==== Document passage ====
It seems likely that in the near future, little progress will be made to move U.S.-China relations away from the status quo. Both countries continue to be pre-occupied with domestic issues, and as a result, leaders in both countries are likely to be constrained from making any bold moves toward improvements in bilateral relations. American policymakers will likely continue to focus on problems surrounding China's human rights record, proliferation activities, and satellite technology transfers, so that these and other problems may act as a drag on any positive initiatives.

Despite recurring sometimes strong friction in U.S.-China relations, many in Beijing see the United States as the key link in the international balance of power affecting Chinese interests. This judgement goes far toward explaining why Chinese leaders in recent years so avidly sought a visit to China by President Clinton - as a signal to all at home and abroad that the United States has muffled its opposition to, and endorses cooperation with, the Beijing government. Of course, some Chinese leaders remain deeply suspicious of U.S. motives. They believe the U.S. government is conspiring to weaken and undermine the Chinese leadership and "hold back" or "contain" China from a more prominent position in world affairs. They believe that the mistaken bombing of the Chinese Embassy in Belgrade and growing U.S. support for further assistance to Taiwan's defense are proof that U.S. intentions are not friendly.

There is general agreement in the United States that Washington should use its influence to have Beijing conform to international norms and to foster changes over time in China's political, economic, and security systems compatible with U.S. interests. At the same time, there is little agreement in Washington on how the United States should achieve these objectives. In general, there are three approaches influencing U.S. China policy and little indication as to which approach will ultimately prevail.

First is a moderate, "engaged," and less confrontational posture toward China. This is favored by some in the Clinton Administration, Congress, and elsewhere. Some are concerned with perceived fundamental weaknesses in China and urge a moderate approach out of fear that to do otherwise could promote divisions in and a possible breakup of China, with potentially disastrous consequences for U.S. interests in Asian stability and prosperity. Others are impressed with China's growing economic and national strength and the opportunities this provides for the United States. They promote closer U.S. engagement with China as the most appropriate way to guide the newly emerging power into channels of international activity compatible with American interests.

Underlying a moderate approach, for some, is a belief that trends in China are moving inexorably in the "right" direction. That is, China is becoming increasingly interdependent economically with its neighbors and the developed countries of the West and is seen as increasingly unlikely to take disruptive action that would upset these advantageous international economic relationships. In addition, greater wealth in China is seen as pushing Chinese society in directions that seem certain to develop a materially better-off, more educated and cosmopolitan populace that will over time press its government for greater representation, political pluralism, and democracy. Therefore, according to this view, U.S. policy should seek to work ever more closely with China in order to encourage these positive long-term trends.
====
_Things to do_.
[a] In the passage on U.S.-China relations, how do many in Beijing see the United States?
[b] Please echo the portion of the passage on U.S.-China relations that opens with the words containing "Underlying a moderate" and closes with "positive long-term trends.".
The items that follow have nothing to do with any of this.
==== Given information ====
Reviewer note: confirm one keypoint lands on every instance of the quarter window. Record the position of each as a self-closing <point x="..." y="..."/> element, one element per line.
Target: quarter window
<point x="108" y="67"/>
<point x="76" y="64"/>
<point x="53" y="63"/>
====
_Solutions to the exercise_.
[a] As the key link in the international balance of power affecting Chinese interests.

[b]
Underlying a moderate approach, for some, is a belief that trends in China are moving inexorably in the "right" direction. That is, China is becoming increasingly interdependent economically with its neighbors and the developed countries of the West and is seen as increasingly unlikely to take disruptive action that would upset these advantageous international economic relationships. In addition, greater wealth in China is seen as pushing Chinese society in directions that seem certain to develop a materially better-off, more educated and cosmopolitan populace that will over time press its government for greater representation, political pluralism, and democracy. Therefore, according to this view, U.S. policy should seek to work ever more closely with China in order to encourage these positive long-term trends.